Records provided

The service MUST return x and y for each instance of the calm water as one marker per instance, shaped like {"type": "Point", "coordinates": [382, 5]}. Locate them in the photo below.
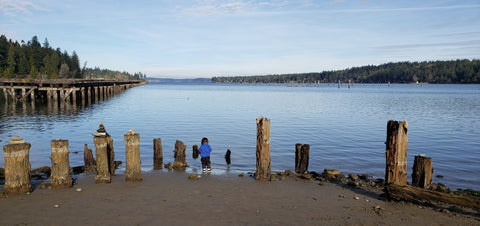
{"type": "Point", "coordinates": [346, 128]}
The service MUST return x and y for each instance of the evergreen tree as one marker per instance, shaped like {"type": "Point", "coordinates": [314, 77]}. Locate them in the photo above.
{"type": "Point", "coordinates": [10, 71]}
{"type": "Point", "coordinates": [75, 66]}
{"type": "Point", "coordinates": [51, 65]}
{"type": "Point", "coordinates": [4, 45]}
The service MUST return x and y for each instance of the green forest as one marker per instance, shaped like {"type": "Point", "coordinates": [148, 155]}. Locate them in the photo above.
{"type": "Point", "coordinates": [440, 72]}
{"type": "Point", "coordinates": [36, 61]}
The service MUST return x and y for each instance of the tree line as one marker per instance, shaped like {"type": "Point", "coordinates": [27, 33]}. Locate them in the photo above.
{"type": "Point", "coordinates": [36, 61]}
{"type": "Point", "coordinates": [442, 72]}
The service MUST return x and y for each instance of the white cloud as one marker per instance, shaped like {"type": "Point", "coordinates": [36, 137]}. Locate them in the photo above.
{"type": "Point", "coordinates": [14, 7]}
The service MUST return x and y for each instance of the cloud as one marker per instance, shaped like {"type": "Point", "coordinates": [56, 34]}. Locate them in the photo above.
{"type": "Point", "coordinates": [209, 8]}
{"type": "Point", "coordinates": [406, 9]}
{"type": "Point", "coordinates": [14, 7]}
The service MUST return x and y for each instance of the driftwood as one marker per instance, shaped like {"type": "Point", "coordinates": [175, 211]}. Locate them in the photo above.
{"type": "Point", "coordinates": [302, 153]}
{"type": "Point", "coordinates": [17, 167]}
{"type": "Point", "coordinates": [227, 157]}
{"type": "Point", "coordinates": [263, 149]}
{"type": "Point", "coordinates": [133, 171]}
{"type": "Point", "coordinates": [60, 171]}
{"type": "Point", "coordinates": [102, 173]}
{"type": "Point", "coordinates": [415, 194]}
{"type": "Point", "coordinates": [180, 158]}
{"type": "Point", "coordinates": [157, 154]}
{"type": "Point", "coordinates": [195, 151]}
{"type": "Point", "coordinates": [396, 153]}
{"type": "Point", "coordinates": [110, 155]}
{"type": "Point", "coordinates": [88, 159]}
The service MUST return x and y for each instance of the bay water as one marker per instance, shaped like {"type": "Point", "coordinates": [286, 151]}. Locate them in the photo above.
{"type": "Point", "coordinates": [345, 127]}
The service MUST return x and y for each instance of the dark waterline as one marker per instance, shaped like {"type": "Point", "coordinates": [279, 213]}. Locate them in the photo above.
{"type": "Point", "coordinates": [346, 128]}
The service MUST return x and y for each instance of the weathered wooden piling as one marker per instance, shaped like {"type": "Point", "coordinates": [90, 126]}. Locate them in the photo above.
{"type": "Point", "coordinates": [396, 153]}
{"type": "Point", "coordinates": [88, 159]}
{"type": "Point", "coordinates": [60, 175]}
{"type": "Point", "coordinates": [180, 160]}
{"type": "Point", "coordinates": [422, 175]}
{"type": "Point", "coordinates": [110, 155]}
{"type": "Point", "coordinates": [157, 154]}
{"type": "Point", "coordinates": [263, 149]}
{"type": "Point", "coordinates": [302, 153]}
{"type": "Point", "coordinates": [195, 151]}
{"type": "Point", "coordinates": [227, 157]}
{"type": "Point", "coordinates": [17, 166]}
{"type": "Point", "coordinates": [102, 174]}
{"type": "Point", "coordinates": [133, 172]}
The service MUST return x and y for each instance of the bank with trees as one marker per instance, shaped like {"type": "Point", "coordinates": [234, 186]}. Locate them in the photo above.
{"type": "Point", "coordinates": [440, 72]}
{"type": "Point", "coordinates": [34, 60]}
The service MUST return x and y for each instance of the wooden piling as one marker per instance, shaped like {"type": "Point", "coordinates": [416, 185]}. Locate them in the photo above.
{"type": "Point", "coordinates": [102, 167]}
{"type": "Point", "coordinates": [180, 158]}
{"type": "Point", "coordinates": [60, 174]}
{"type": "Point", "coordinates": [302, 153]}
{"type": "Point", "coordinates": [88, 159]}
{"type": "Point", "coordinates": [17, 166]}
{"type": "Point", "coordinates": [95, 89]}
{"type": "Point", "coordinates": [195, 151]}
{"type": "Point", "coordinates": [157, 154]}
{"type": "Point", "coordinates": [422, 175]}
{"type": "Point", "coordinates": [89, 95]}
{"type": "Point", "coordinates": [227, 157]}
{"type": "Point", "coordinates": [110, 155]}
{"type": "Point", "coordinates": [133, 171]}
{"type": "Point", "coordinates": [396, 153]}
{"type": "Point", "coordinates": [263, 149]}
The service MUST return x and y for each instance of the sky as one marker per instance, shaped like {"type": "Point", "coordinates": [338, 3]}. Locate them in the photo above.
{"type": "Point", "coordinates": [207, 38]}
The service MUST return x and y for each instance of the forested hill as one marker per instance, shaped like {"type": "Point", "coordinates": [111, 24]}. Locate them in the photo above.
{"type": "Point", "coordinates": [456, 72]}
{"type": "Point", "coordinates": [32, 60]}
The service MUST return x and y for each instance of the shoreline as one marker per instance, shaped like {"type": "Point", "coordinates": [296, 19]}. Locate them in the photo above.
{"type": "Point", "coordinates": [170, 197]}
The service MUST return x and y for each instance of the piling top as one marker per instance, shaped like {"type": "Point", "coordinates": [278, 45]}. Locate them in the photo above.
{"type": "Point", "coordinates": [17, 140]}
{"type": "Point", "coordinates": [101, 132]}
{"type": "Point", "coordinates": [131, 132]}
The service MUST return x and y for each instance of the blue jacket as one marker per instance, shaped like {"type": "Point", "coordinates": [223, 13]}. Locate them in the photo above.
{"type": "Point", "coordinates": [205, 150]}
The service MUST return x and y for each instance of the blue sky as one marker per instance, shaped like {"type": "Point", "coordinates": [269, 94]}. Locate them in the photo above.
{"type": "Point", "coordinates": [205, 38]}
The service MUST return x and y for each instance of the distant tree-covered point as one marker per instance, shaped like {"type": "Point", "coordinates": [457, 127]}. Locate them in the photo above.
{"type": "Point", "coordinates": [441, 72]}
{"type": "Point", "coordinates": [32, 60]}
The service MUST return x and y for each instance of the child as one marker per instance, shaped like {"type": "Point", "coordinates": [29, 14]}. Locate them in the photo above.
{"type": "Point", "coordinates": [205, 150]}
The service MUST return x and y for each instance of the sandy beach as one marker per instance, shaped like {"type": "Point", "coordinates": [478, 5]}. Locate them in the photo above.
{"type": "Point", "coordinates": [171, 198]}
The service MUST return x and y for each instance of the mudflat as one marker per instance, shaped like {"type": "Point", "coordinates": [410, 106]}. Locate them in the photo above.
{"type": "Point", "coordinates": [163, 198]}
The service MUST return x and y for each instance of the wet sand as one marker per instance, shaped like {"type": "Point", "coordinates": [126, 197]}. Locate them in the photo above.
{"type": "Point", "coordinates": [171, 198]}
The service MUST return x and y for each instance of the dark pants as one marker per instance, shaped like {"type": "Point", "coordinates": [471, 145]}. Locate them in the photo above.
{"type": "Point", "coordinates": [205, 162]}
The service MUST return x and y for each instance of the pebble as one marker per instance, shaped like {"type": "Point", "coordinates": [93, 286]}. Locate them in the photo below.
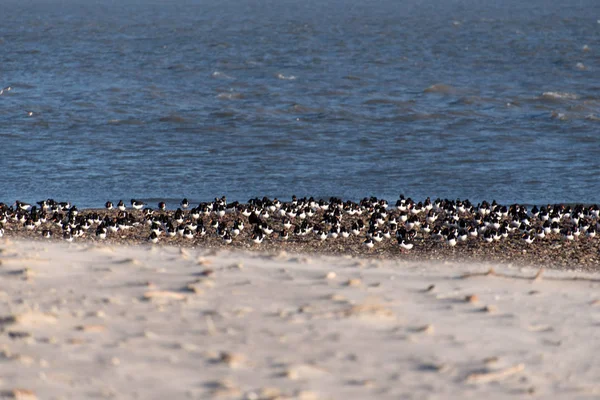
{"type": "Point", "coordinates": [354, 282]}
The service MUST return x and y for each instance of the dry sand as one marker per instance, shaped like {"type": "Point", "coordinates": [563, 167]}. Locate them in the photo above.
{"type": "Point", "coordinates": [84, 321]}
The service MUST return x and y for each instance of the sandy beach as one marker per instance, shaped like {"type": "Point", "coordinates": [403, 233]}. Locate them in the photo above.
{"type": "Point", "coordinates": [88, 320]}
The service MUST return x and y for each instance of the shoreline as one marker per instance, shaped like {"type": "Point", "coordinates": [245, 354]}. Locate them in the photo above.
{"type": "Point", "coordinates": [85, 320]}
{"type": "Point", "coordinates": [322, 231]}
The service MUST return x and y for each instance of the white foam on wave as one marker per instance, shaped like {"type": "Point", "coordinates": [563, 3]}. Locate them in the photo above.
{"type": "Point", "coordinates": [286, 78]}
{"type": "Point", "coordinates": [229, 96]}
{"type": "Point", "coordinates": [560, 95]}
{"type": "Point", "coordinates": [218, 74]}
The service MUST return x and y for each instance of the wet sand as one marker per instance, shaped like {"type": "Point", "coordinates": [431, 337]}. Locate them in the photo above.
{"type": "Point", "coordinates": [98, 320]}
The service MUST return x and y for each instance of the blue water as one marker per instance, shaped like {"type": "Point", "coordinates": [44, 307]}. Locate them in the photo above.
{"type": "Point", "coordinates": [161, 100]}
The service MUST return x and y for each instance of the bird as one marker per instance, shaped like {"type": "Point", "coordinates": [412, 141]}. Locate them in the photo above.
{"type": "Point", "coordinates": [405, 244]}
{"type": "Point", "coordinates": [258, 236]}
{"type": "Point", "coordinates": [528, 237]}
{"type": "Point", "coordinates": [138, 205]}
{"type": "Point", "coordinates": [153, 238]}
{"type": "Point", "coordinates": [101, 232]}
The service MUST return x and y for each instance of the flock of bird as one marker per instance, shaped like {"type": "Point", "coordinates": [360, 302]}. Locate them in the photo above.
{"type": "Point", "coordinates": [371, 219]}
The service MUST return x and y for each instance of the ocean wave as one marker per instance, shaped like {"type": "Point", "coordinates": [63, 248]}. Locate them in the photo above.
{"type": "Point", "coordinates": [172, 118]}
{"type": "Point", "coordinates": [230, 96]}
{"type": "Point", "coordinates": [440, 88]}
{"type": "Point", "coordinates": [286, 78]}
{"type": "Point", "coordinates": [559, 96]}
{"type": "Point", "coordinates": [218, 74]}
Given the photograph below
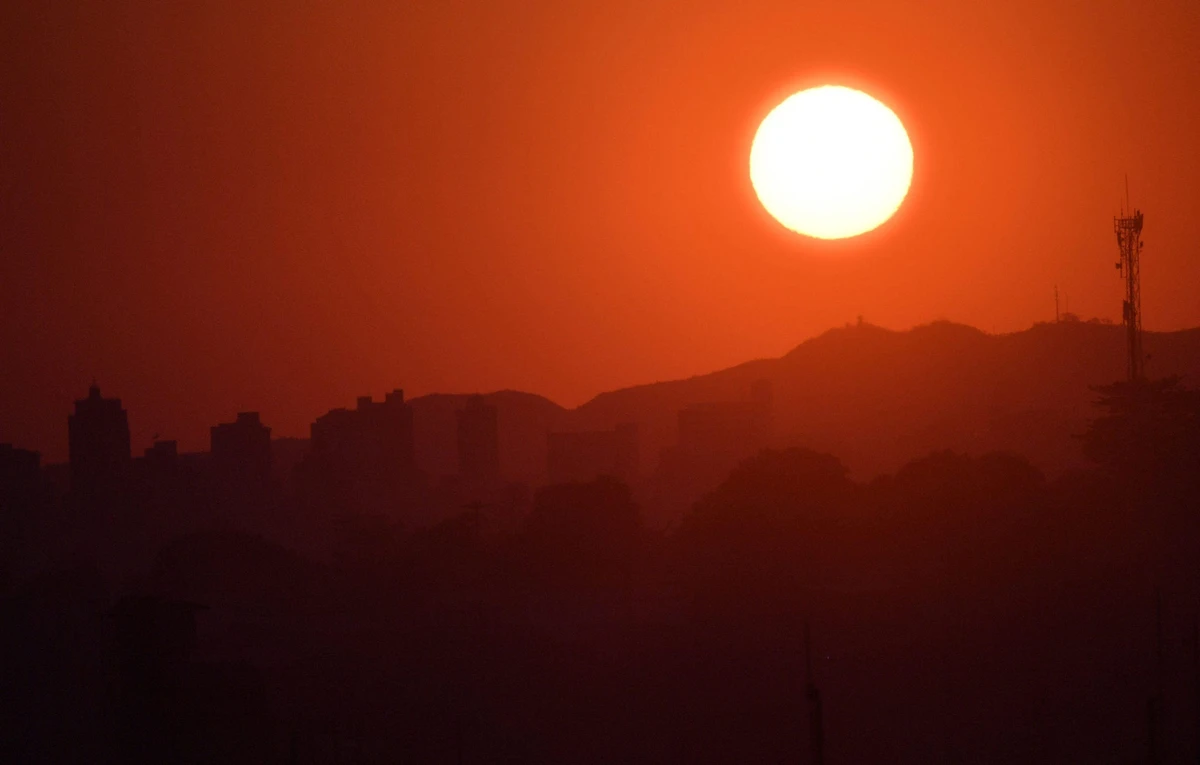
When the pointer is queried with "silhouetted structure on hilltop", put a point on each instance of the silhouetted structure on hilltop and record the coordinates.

What is required
Your copy must start at the line that holds "the blue water" and end at the last line of the data, both included; it must contain no pictures.

Your solution
The service MUST return x and y for each instance of the blue water as one marker per instance, shaped like {"type": "Point", "coordinates": [44, 307]}. Locate them in the photo above.
{"type": "Point", "coordinates": [161, 100]}
The service MUST return x and y for each instance of the bird as one marker per instance, shaped like {"type": "Point", "coordinates": [412, 141]}. Locate them in the photo above.
{"type": "Point", "coordinates": [405, 244]}
{"type": "Point", "coordinates": [258, 236]}
{"type": "Point", "coordinates": [528, 237]}
{"type": "Point", "coordinates": [138, 205]}
{"type": "Point", "coordinates": [153, 238]}
{"type": "Point", "coordinates": [101, 232]}
The service MUST return x and y for each instance of the flock of bird as one marker per instance, shaped like {"type": "Point", "coordinates": [360, 302]}. Locate them in the photo above.
{"type": "Point", "coordinates": [371, 219]}
The service MUST return x and y for each instance of the ocean wave as one marker per instance, shaped like {"type": "Point", "coordinates": [63, 248]}. Locate them in the photo above.
{"type": "Point", "coordinates": [172, 118]}
{"type": "Point", "coordinates": [230, 96]}
{"type": "Point", "coordinates": [440, 88]}
{"type": "Point", "coordinates": [286, 78]}
{"type": "Point", "coordinates": [559, 96]}
{"type": "Point", "coordinates": [218, 74]}
Given the photograph below
When the pointer is queried with "silhouetted structure on hilltop", put a point on each instance of the silhouetted structure on hilltop and record the coordinates.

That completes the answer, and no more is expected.